▶ Задание
Перепишите выбранный текст целиком, не меняя в нём ни слова, ни знака.

Как наука политизируется и теряет вес
Поскольку число накопленных человечеством знаний удваивается каждые 20–30 лет, людям всё сложнее сохранять порядок в своей скромной по размерам голове. Ещё сложнее отличать серьёзных учёных и экспертов от всевозможных блогеров и футурологов, кующих хайп на бойких темах. Наука в мире никогда не была так политизирована, как сегодня. И даже купив новую книгу прославленного нобелевского лауреата, можно обнаружить в ней выкладки, прямо противоположные тем, за что его удостоили премии. Словно в период упадка Римской империи, когда по Вечному городу бродили самые дикие религиозные культы, в некогда передовых странах уважаемые люди популяризируют откровенно антинаучные идеи. И это меняет западную цивилизацию на наших глазах.

▶ Данные

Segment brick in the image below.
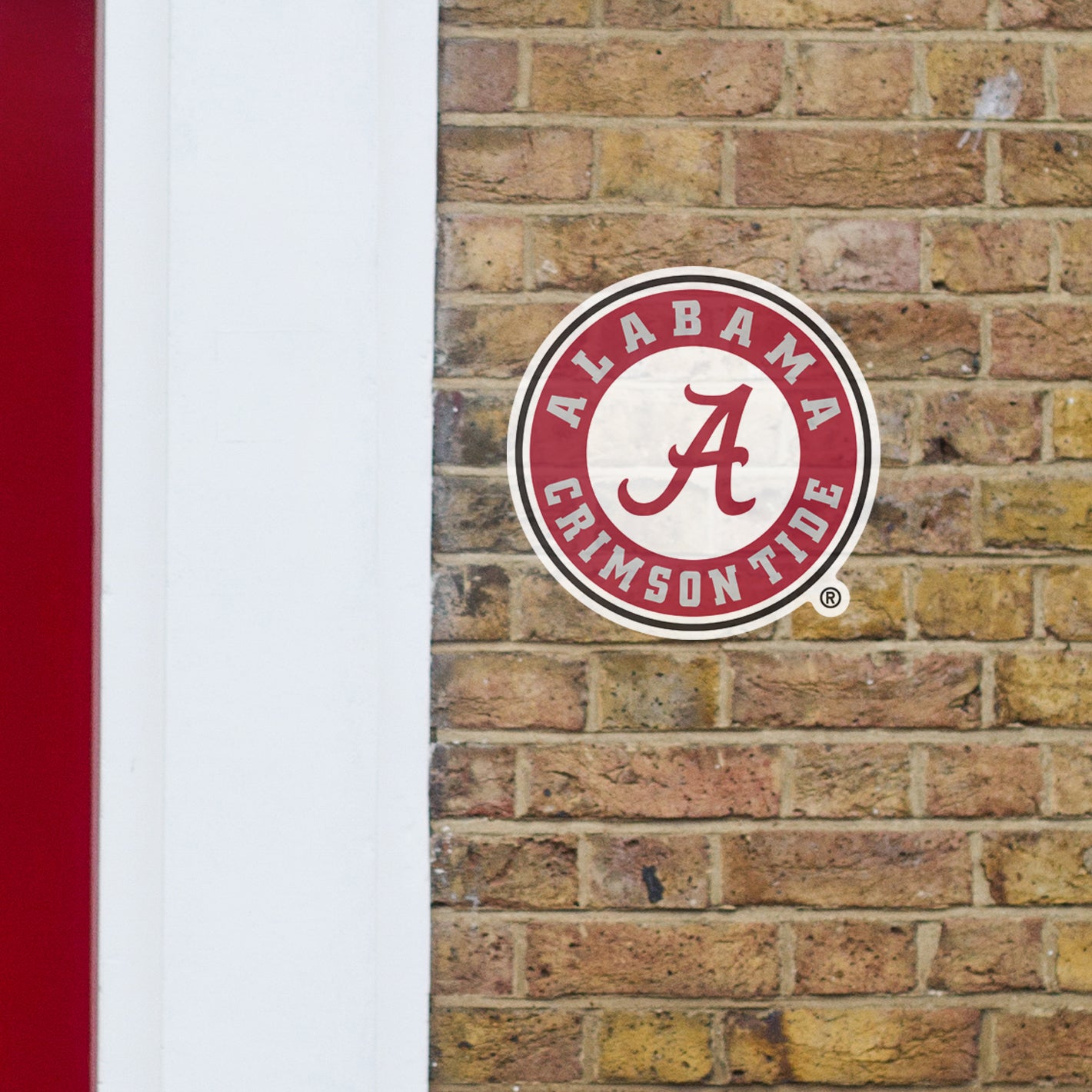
[437,214,523,291]
[431,1008,581,1084]
[440,0,591,26]
[432,564,509,641]
[432,475,530,554]
[801,219,921,291]
[915,564,1032,641]
[857,471,974,554]
[432,831,577,910]
[722,830,970,907]
[528,744,780,819]
[982,478,1092,549]
[1001,0,1092,31]
[598,129,724,205]
[531,38,782,118]
[1054,388,1092,458]
[821,301,980,380]
[596,652,721,731]
[1057,921,1092,994]
[439,127,592,201]
[921,389,1043,465]
[439,38,520,114]
[990,306,1092,379]
[605,0,724,29]
[925,42,1044,118]
[792,564,907,641]
[929,219,1050,291]
[997,650,1092,725]
[432,652,588,731]
[927,918,1043,994]
[1050,744,1092,816]
[728,650,980,728]
[796,42,914,118]
[600,1011,713,1084]
[1058,219,1092,295]
[982,831,1092,907]
[725,1008,980,1085]
[995,1009,1092,1084]
[736,129,985,208]
[793,921,917,995]
[432,921,512,997]
[528,921,778,998]
[792,744,910,819]
[731,0,986,31]
[432,391,512,466]
[512,572,653,644]
[588,834,709,910]
[532,214,792,291]
[429,744,515,819]
[1055,46,1092,118]
[925,744,1043,817]
[436,304,570,379]
[1001,129,1092,205]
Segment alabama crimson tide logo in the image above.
[508,268,879,640]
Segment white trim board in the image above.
[98,0,437,1092]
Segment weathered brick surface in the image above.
[728,650,980,728]
[793,921,917,994]
[736,128,985,208]
[531,38,782,118]
[792,744,910,819]
[528,923,778,998]
[925,744,1043,817]
[927,917,1043,994]
[722,831,965,907]
[530,744,780,819]
[725,1008,980,1085]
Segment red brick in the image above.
[528,921,778,998]
[925,744,1043,817]
[429,744,515,819]
[801,219,921,291]
[432,652,587,731]
[995,1009,1092,1084]
[432,921,512,997]
[728,650,980,728]
[858,473,974,554]
[1001,129,1092,205]
[431,1008,581,1085]
[722,830,970,908]
[821,301,980,380]
[531,38,782,117]
[528,744,780,819]
[588,834,709,910]
[736,129,985,208]
[432,830,577,910]
[793,921,917,994]
[991,305,1092,379]
[982,831,1092,907]
[532,213,792,291]
[440,38,519,114]
[792,744,910,819]
[439,127,592,202]
[928,917,1043,994]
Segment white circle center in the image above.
[588,345,801,559]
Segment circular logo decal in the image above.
[508,268,879,640]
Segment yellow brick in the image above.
[600,1012,713,1084]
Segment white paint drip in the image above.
[959,68,1024,151]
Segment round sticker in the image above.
[508,268,879,640]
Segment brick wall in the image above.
[432,0,1092,1089]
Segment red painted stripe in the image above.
[0,0,97,1092]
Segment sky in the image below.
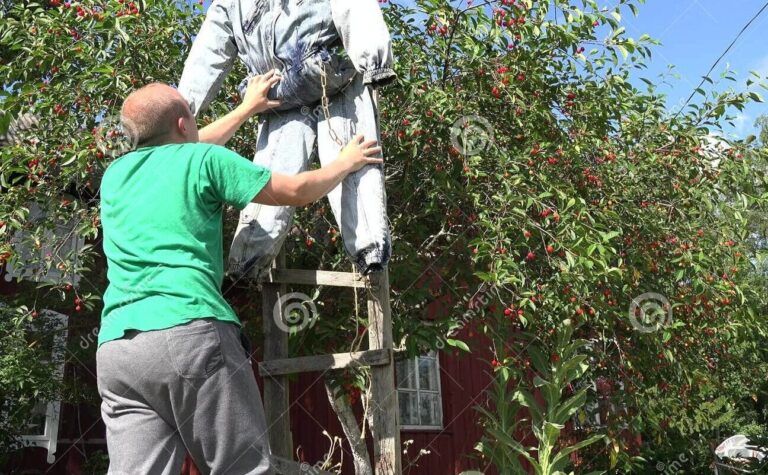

▶ Результат
Как наука политизируется и теряет вес
Поскольку число накопленных человечеством знаний удваивается каждые 20–30 лет, людям всё сложнее сохранять порядок в своей скромной по размерам голове. Ещё сложнее отличать серьёзных учёных и экспертов от всевозможных блогеров и футурологов, кующих хайп на бойких темах. Наука в мире никогда не была так политизирована, как сегодня. И даже купив новую книгу прославленного нобелевского лауреата, можно обнаружить в ней выкладки, прямо противоположные тем, за что его удостоили премии. Словно в период упадка Римской империи, когда по Вечному городу бродили самые дикие религиозные культы, в некогда передовых странах уважаемые люди популяризируют откровенно антинаучные идеи. И это меняет западную цивилизацию на наших глазах.